[Dataset records]
** Begin **

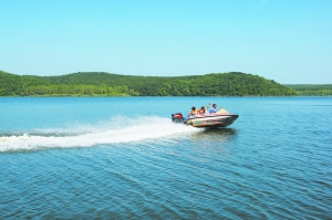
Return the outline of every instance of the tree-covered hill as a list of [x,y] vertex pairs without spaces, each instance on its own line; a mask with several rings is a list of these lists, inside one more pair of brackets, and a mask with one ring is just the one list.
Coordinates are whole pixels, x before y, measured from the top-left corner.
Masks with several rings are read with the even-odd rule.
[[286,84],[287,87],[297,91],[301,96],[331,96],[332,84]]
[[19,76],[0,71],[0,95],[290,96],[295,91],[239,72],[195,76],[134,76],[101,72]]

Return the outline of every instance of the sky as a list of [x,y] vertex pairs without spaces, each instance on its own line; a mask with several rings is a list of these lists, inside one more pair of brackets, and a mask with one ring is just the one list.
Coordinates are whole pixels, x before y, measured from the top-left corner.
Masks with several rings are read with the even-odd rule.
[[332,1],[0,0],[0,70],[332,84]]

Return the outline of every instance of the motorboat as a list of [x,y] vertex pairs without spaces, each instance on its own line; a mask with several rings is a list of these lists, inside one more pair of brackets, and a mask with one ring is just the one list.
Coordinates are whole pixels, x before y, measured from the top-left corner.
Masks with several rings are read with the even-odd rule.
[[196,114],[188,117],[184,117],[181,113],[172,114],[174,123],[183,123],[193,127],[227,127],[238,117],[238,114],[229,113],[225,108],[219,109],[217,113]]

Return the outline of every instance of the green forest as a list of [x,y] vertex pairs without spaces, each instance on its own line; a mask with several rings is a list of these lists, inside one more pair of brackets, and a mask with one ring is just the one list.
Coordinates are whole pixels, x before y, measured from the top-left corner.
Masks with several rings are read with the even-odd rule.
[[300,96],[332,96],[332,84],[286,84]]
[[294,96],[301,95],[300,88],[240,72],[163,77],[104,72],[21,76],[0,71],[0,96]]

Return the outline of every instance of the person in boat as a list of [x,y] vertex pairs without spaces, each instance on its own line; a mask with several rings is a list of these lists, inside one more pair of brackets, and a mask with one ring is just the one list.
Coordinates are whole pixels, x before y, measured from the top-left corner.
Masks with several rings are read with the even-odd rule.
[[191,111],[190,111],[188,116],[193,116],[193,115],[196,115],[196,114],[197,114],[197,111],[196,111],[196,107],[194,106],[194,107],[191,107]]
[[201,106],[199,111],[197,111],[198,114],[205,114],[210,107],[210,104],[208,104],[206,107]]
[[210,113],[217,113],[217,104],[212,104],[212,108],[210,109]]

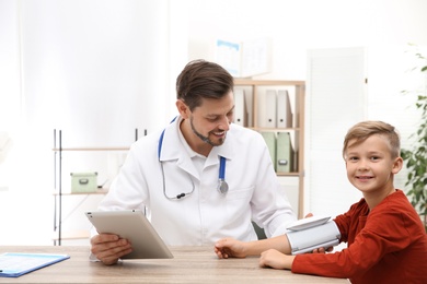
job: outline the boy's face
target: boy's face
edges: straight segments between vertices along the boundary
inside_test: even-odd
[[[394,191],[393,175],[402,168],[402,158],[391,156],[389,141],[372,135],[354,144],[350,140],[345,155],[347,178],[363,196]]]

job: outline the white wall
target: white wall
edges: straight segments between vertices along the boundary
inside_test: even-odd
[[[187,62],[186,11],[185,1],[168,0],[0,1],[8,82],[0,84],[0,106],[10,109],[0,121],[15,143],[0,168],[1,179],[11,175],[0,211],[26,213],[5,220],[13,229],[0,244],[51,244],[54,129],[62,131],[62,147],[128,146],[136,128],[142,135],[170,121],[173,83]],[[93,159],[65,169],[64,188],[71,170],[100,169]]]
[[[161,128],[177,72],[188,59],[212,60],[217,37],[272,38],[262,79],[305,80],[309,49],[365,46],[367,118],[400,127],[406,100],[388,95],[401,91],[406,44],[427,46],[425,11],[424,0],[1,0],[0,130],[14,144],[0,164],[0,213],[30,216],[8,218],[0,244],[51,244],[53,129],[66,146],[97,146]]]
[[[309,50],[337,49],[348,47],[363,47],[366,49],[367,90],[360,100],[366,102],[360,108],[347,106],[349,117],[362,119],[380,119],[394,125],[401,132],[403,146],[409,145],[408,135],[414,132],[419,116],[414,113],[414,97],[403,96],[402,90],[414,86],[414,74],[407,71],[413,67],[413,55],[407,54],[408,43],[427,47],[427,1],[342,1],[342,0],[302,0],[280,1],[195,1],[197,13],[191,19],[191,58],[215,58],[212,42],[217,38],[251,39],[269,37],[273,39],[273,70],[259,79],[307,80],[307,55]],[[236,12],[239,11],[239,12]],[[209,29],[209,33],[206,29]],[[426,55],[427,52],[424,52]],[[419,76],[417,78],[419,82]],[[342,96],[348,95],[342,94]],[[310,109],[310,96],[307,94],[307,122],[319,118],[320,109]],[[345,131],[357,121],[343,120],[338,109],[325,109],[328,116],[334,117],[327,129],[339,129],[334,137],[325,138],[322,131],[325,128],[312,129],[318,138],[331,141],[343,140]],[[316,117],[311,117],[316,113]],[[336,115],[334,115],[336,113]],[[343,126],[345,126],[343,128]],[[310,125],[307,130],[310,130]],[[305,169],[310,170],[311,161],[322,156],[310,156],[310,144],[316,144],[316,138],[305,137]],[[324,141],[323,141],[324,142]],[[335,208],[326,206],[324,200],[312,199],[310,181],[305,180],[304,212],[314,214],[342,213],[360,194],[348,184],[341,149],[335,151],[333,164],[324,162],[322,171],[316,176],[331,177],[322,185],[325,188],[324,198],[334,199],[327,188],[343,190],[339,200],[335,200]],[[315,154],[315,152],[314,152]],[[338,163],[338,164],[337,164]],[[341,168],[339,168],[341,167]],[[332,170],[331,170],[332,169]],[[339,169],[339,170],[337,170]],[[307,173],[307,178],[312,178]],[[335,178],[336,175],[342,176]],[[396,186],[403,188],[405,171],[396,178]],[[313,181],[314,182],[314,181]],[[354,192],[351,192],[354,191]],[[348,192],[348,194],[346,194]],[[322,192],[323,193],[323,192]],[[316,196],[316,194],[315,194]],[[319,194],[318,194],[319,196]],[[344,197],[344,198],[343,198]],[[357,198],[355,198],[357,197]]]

** End **

**Problem statement**
Reproduce the listing above word for word, from start to finish, leaving out the pictures.

**Finished exercise**
Return the outline of every instance of the tree-covered hill as a list of [x,y] vertex pairs without spaces, each instance on its own line; a mask with several rings is a list of these lists, inside one more pair of brackets, and a mask with one ring is just the one list.
Coordinates are whole pixels, x before y, measured from the top-left corner.
Masks with several rings are read with the even-odd rule.
[[286,84],[287,87],[297,91],[301,96],[331,96],[332,84]]
[[19,76],[0,71],[0,95],[290,96],[295,91],[239,72],[195,76],[134,76],[101,72]]

Return the outline of every instance of the sky as a list of [x,y] vertex pairs without spaces, each instance on its own line; a mask with several rings is a list of these lists, inside one more pair of brackets, and a mask with one ring is just the one list.
Coordinates are whole pixels, x before y, measured from the top-left corner.
Masks with several rings are read with the even-odd rule.
[[332,1],[0,0],[0,70],[332,84]]

Return the outline of every instance of the motorboat as a list of [x,y] vertex pairs without spaces, each instance on its own line; a mask with several rings is a list of these lists, inside one more pair of brackets, and a mask with one ring is just the one list.
Coordinates are whole pixels, x before y, measured from the top-left corner.
Masks with several rings are read with the even-odd rule.
[[196,114],[188,117],[184,117],[181,113],[172,114],[174,123],[183,123],[193,127],[227,127],[238,117],[238,114],[229,113],[225,108],[219,109],[217,113]]

Return the outline of every instance of the green forest as a list of [x,y] vertex pairs without spaces, each instance on its own line; a mask with several rings is a list of these lists, inside one more pair of brackets, and a mask with one ring is just the one list.
Coordinates are whole pixels, x before y, measured from the top-left corner.
Masks with several rings are read with the even-odd rule.
[[300,96],[332,96],[332,84],[286,84]]
[[294,96],[301,95],[300,88],[240,72],[163,77],[104,72],[21,76],[0,71],[0,96]]

Return the outline of every instance of the person in boat as a list of [x,y] vertex pairs without spaces, each instance on its own line; a mask with several rings is a list of these lists, inside one more pair of brackets, and a mask with one ring is just the one list.
Coordinates are whole pixels, x before y, measured from the top-left corner.
Masks with several rings are read with the even-odd rule.
[[191,111],[190,111],[188,116],[193,116],[193,115],[196,115],[196,114],[197,114],[197,111],[196,111],[196,107],[194,106],[194,107],[191,107]]
[[201,106],[199,111],[197,111],[198,114],[205,114],[210,107],[210,104],[208,104],[206,107]]
[[210,113],[217,113],[217,104],[212,104],[212,108],[210,109]]

job: outline the boy's face
target: boy's face
edges: straight segments between vertices along the boundary
inside_test: even-odd
[[[394,191],[393,175],[402,168],[402,158],[391,156],[389,141],[372,135],[354,144],[350,140],[345,155],[347,178],[363,196]]]

job: outline the white wall
target: white wall
edges: straight segments between vertices along the boundary
inside_test: even-odd
[[[187,62],[186,11],[185,1],[168,0],[0,1],[8,82],[0,84],[0,106],[10,109],[0,121],[15,143],[0,168],[1,179],[11,175],[0,211],[26,213],[5,220],[13,229],[0,244],[51,244],[54,129],[62,131],[62,147],[128,146],[136,128],[142,135],[170,121],[173,83]],[[93,159],[65,169],[64,188],[71,170],[100,169]]]
[[[161,128],[177,72],[188,59],[212,60],[217,37],[272,38],[262,79],[305,80],[309,49],[365,46],[367,118],[400,127],[406,100],[388,95],[401,91],[406,44],[427,46],[425,11],[424,0],[1,0],[0,130],[14,144],[0,164],[0,213],[30,216],[8,218],[0,244],[51,244],[53,129],[66,146],[97,146]]]
[[[309,50],[337,49],[348,47],[363,47],[366,49],[367,90],[360,100],[366,102],[360,108],[347,106],[349,117],[362,119],[380,119],[394,125],[401,132],[403,146],[409,145],[408,135],[414,132],[419,116],[414,113],[414,97],[403,96],[402,90],[414,86],[414,74],[407,71],[413,67],[413,55],[407,54],[408,43],[427,47],[427,1],[342,1],[342,0],[302,0],[280,1],[195,1],[197,13],[191,19],[191,58],[215,58],[212,42],[217,38],[251,39],[269,37],[273,39],[273,70],[259,79],[307,80],[307,55]],[[236,12],[239,11],[239,12]],[[209,29],[209,33],[206,29]],[[426,55],[427,52],[424,52]],[[419,76],[417,78],[419,82]],[[342,96],[348,95],[342,94]],[[310,109],[310,96],[307,94],[307,122],[319,118],[320,109]],[[345,131],[357,121],[343,120],[338,109],[325,109],[328,116],[334,117],[327,129],[339,129],[334,137],[325,138],[322,131],[325,128],[312,129],[318,138],[331,141],[343,140]],[[316,117],[311,117],[316,113]],[[336,115],[334,115],[336,113]],[[343,126],[345,126],[343,128]],[[310,125],[307,130],[310,130]],[[305,169],[310,170],[311,161],[322,156],[310,156],[310,144],[316,144],[316,138],[305,137]],[[324,141],[323,141],[324,142]],[[335,208],[326,206],[324,200],[312,199],[310,181],[305,180],[304,212],[314,214],[342,213],[360,194],[348,184],[341,149],[335,151],[333,164],[324,162],[322,171],[316,176],[331,177],[322,185],[325,188],[324,198],[334,199],[327,188],[343,190],[339,200],[335,200]],[[315,154],[315,152],[314,152]],[[338,163],[338,164],[337,164]],[[341,168],[339,168],[341,167]],[[332,170],[331,170],[332,169]],[[339,169],[339,170],[337,170]],[[307,173],[307,178],[312,178]],[[335,178],[336,175],[342,176]],[[396,186],[403,188],[405,171],[396,178]],[[313,181],[314,182],[314,181]],[[354,192],[351,192],[354,191]],[[348,192],[348,194],[346,194]],[[322,192],[323,193],[323,192]],[[316,196],[316,194],[315,194]],[[319,194],[318,194],[319,196]],[[344,197],[344,198],[343,198]],[[357,198],[355,198],[357,197]]]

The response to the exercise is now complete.